THE PROBLEM> Return the entries verbatim and drop every picture.

◇ ◇ ◇ ◇ ◇

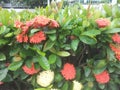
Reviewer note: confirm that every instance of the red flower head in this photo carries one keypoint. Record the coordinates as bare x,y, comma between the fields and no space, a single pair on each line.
37,37
40,21
22,38
18,24
116,50
53,24
103,77
30,70
116,38
68,71
102,22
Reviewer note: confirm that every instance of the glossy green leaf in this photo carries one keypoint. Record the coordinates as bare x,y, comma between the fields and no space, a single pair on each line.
43,62
87,71
3,73
88,40
74,44
2,57
52,59
63,53
65,86
114,30
15,65
48,45
91,33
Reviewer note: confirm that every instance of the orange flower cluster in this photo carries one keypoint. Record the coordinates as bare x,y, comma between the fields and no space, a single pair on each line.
68,71
39,22
31,70
103,77
102,22
116,47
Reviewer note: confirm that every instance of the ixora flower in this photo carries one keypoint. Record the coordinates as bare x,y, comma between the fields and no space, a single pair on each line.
116,50
68,71
45,78
102,22
116,38
102,77
30,70
37,37
22,38
77,85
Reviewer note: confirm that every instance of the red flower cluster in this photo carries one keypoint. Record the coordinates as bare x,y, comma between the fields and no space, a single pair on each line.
102,22
116,50
38,22
116,38
68,71
30,70
103,77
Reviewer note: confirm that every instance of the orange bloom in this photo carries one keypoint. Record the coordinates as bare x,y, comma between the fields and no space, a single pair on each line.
116,38
22,38
37,37
18,24
102,22
40,21
1,83
30,70
116,50
68,71
53,24
103,77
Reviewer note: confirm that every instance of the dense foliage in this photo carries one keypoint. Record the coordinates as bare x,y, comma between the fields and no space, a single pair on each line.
61,49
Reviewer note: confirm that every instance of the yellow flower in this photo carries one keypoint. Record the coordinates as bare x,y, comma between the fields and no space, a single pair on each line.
77,85
45,78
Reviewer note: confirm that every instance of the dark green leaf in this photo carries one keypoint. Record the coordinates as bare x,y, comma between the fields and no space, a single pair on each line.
48,45
88,40
52,59
2,57
91,33
74,44
3,73
15,65
43,62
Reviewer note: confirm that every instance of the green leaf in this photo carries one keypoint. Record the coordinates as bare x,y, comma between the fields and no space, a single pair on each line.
3,73
74,44
41,89
59,62
15,65
63,53
50,32
87,71
2,57
52,37
43,62
48,45
52,59
88,40
91,33
9,35
65,86
114,30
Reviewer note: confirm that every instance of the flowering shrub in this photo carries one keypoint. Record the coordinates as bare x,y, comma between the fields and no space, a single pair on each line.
69,49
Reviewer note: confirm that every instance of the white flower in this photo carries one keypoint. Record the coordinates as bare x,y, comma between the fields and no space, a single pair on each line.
77,85
45,78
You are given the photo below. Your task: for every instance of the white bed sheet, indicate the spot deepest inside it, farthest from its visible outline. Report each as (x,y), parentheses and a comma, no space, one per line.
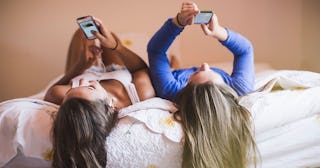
(287,127)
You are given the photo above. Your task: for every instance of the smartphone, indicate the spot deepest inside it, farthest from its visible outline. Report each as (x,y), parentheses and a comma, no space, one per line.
(87,24)
(203,17)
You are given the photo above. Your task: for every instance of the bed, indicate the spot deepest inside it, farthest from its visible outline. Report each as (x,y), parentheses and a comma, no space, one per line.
(285,108)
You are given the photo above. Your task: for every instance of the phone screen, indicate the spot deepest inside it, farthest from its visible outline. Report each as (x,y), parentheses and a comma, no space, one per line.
(203,17)
(87,24)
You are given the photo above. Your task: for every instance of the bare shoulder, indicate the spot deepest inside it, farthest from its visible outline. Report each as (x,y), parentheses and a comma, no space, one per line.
(56,93)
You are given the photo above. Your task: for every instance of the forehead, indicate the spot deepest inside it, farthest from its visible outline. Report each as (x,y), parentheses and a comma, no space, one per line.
(205,76)
(80,92)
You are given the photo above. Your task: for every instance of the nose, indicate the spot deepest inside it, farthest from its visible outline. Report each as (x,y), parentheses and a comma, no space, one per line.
(204,67)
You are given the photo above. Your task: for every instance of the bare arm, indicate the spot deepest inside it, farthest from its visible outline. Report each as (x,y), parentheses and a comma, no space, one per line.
(56,93)
(112,43)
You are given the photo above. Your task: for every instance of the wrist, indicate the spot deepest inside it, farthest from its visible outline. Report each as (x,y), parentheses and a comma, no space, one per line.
(221,34)
(177,21)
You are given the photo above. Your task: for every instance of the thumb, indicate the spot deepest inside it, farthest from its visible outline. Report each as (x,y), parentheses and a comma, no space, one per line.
(99,36)
(205,29)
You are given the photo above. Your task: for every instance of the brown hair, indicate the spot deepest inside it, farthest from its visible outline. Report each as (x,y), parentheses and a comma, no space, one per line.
(218,131)
(79,133)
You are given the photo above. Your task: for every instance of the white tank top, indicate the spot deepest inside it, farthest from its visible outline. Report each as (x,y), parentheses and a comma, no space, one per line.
(115,72)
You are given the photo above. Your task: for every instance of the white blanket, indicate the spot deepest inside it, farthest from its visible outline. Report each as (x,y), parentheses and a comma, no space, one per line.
(286,113)
(146,135)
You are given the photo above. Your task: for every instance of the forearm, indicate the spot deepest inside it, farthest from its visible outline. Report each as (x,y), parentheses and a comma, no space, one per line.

◇ ◇ ◇ ◇ ◇

RESPONSE>
Reviewer note: confirm that every instance of the red flower head in this photo carries one keypoint. Record the coordinates as bare x,y, comma between the fields and no space, a single pair on each line.
37,37
40,21
22,38
18,24
116,50
53,24
103,77
30,70
116,38
68,71
102,22
Reviewer note: confirm that every instance of the glossy green leaf in this photo carries one keypoint. Record the coordinates as bare x,y, comma between the fields and no space, a single pair on each line.
43,62
87,71
3,73
88,40
74,44
2,57
52,59
63,53
65,86
114,30
15,65
48,45
91,33
Reviewer note: confirm that every instance of the orange flower cluster in this photo carries one keypoint. Record the coordinates as bare x,y, comma between the fields and no space, a single pair on each line.
68,71
39,22
31,70
103,77
102,22
116,47
Reviewer note: confirm that every instance of the ixora flower in this photo carries one keypoint. Record the coordinates as bare x,y, comma between the fields and no space, a single pair on each line.
116,50
68,71
45,78
102,22
116,38
102,77
30,70
37,37
22,38
77,85
Reviewer note: confirm that every instance of the red flower cluster in this photo carries one keypoint. Record the coordinates as bare x,y, comma between the fields and no space, a single pair on each line.
102,22
116,50
38,22
116,38
68,71
30,70
103,77
Reviewer note: confirm that every instance of the orange bloom in this photo carries one keypoint. Record the coordinates as bare x,y, comma between the fields and no space, a single pair on each line.
116,38
22,38
37,37
18,24
102,22
40,21
1,83
30,70
116,50
68,71
53,24
103,77
Reviewer note: confirm that every instance of the dense foliage in this photo carries one keypoint. Record the coordinates as bare x,y, comma between the fields and no space, a single pair on each line.
61,49
Reviewer note: confirm that every instance of the yellow flower in this photo carries one keypoint. Record the coordinates as bare x,y, comma between the fields and no space, a single pair on each line.
77,85
45,78
Reviewer note: confirm that every instance of the dark green leaf in this photo carries one keypoint. Record the coordinates as bare x,y, comma between the fields and no space, a single pair on each line.
48,45
88,40
52,59
2,57
91,33
74,44
3,73
15,65
43,62
Reviewer note: confirm that every instance of the green leaf in this photo carries one keypoint. Record the coordinates as bare x,y, comma between the fields and no space, a single pair on each line.
3,73
74,44
41,89
59,62
15,65
63,53
50,32
87,71
2,57
52,37
43,62
48,45
52,59
88,40
91,33
9,35
65,86
114,30
Reviewer note: confirm that every instance of the flowering shrub in this photo carries one keypoint. Record the coordinates as bare x,y, comma between the fields and no space, a single pair on each line.
69,49
Reviewer note: confirm that every instance of the white flower in this photo carries one keypoint. Record the coordinates as bare x,y, comma between the fields and no space, a single pair on each line.
77,85
45,78
You are given the photo below. Your task: for every instance of the white bed sheet, indicate the spot deepest inside it, farthest from its visible outline. Report each as (x,y), parentheses and a comma, no space, one per line.
(287,127)
You are given the photo above. Your task: for every instance of the smartphone, indicate the spot deepest inside it, farthest from its visible outline. Report each as (x,y), parentheses and a comma, no space, one per line.
(87,24)
(203,17)
You are given the photo above. Your task: for every instance of the bed, indicate the spot deepest inside it, farthest from its visible outline. Report each as (x,y), parentheses and a comma, no space, one per line.
(285,108)
You are given the photo above. Your task: for every instance of the phone screen, indicate the spot deepest inside it, farthest from its visible outline. Report each as (x,y), parentheses and a comma, no space, one per line.
(203,17)
(87,24)
You are given the photo above. Your task: for every instance of the bare shoulder, indicate the spot deepest inside it, farthest from its visible outline. Report each as (x,y), parentheses and a comma, no space, one per line.
(56,93)
You are given the photo above. Your task: for every instance of the forehead, indicate the spot deepest inside it, farthest from its visible outline. Report each as (x,y), parentheses and a comma, no space, one per line.
(205,76)
(80,92)
You are given the photo above. Your task: for every instance of the nose, indicate the spot deepest inside it, farthest from its visible outline. Report each as (x,y), parentheses and a comma, no space, one per line.
(204,67)
You are given the photo above. Your task: for every instance of the bare arm, indicate the spot deepest inside it, farthest from its visible outline. Report each as (x,y), parentheses and a comma, no space, one per line.
(56,93)
(112,43)
You are given the photo above. Your task: for every instance of the wrist, indicate the spot deepest inside it, farthest from its visible outline. Report each as (x,y), parentheses and a comma, no space, one per line.
(221,34)
(177,21)
You are given the photo above. Your task: for every instance of the thumb, indicate the spot deepest inside it, farthest from its visible outline. Report each as (x,y), parentheses and a comma, no space, one per line.
(99,36)
(205,29)
You are given the photo above. Your task: for every instance of the brown hair, indicate the spot deepest inside it, farthest from its visible outline. Report each as (x,y), parentheses and a comma, no space, one per line.
(218,131)
(79,133)
You are given the photo above. Your task: for every instance of the white tank top, indicate the spot deepest inside it, farthest from its visible outline. Report each as (x,y), parentheses and a comma, no space, one per line.
(115,72)
You are given the photo above. Your task: for every instance of the white blanket, indicate the spot deepest inside it, farthest from its visible outline. Report each as (x,y), parentheses and a comma, no space, one per line.
(286,113)
(146,135)
You are given the photo above. Your task: for every instance of the forearm, indicate the spot deepest inside it, farthest from its visible outline. Report each as (x,y), parentheses and a comma, no space, one per line.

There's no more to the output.